◆ Task to carry out ◆
Filter the entries, keeping every line with the string "gray".
════════════════
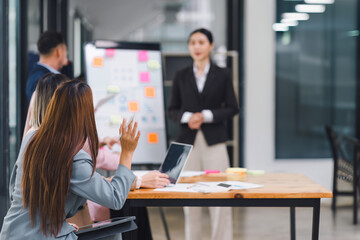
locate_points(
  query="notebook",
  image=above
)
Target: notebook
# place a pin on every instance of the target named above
(175, 159)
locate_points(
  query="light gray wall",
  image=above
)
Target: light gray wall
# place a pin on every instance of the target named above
(260, 99)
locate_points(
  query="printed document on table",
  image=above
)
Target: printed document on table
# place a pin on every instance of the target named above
(180, 187)
(231, 185)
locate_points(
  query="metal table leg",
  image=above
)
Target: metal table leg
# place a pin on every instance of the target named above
(316, 220)
(164, 223)
(292, 223)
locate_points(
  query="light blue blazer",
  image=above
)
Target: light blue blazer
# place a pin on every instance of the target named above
(17, 223)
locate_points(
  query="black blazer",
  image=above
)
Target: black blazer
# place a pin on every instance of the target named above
(218, 96)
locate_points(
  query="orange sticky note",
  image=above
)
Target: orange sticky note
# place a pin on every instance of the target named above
(98, 62)
(150, 92)
(153, 138)
(133, 106)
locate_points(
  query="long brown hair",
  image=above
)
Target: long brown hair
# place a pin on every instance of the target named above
(69, 121)
(44, 91)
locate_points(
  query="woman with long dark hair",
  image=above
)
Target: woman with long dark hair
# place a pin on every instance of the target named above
(55, 176)
(202, 99)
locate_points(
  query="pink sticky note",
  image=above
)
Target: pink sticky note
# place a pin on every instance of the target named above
(211, 171)
(110, 52)
(144, 77)
(143, 56)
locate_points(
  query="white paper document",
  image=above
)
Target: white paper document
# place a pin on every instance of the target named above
(231, 185)
(180, 187)
(209, 187)
(191, 173)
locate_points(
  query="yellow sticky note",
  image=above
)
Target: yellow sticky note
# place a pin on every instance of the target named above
(133, 106)
(150, 92)
(98, 62)
(115, 119)
(153, 138)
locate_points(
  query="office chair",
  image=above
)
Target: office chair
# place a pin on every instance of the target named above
(345, 152)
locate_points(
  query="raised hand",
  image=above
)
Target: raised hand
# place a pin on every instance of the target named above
(129, 140)
(129, 136)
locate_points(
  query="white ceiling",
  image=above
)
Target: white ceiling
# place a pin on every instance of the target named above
(114, 19)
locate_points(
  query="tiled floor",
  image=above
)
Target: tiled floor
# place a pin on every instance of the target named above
(265, 223)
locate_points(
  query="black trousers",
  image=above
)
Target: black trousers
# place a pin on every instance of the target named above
(142, 221)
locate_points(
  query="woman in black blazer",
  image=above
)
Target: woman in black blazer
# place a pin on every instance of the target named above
(202, 99)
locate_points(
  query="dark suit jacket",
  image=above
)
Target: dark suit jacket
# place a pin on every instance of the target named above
(218, 96)
(37, 72)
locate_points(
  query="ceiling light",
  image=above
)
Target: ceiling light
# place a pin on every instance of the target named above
(309, 8)
(280, 27)
(320, 1)
(290, 22)
(296, 16)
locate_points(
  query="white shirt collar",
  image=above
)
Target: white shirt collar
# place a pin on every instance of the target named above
(206, 70)
(48, 68)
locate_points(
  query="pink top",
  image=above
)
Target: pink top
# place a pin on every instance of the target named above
(105, 160)
(108, 161)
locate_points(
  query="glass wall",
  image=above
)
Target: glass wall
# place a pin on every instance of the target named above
(4, 113)
(315, 75)
(13, 111)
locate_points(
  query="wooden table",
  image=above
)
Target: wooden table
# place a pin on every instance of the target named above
(280, 190)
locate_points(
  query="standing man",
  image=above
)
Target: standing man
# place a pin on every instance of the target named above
(53, 56)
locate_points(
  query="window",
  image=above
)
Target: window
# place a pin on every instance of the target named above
(315, 77)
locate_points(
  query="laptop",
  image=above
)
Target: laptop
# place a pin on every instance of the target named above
(175, 159)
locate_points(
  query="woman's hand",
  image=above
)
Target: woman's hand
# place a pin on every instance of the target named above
(109, 142)
(75, 226)
(129, 136)
(128, 140)
(196, 121)
(154, 179)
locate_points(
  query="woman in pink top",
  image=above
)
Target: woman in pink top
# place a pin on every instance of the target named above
(106, 159)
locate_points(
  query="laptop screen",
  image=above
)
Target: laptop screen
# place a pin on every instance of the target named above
(175, 160)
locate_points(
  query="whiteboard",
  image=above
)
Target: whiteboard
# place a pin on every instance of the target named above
(126, 79)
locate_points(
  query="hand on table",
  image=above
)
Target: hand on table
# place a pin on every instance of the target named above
(155, 179)
(75, 226)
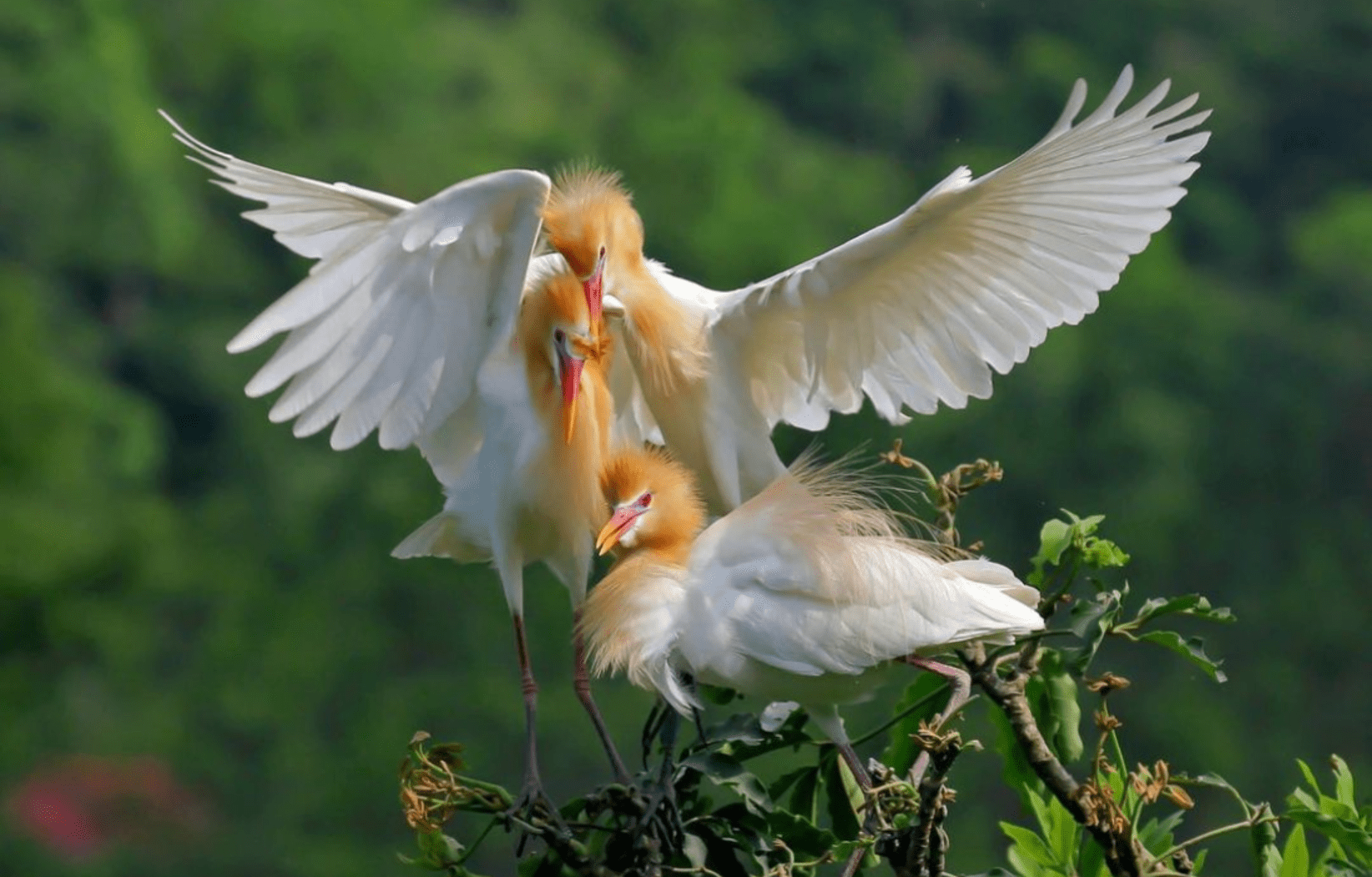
════════════════
◆ Output ◆
  query="light gray wall",
Target: light gray wall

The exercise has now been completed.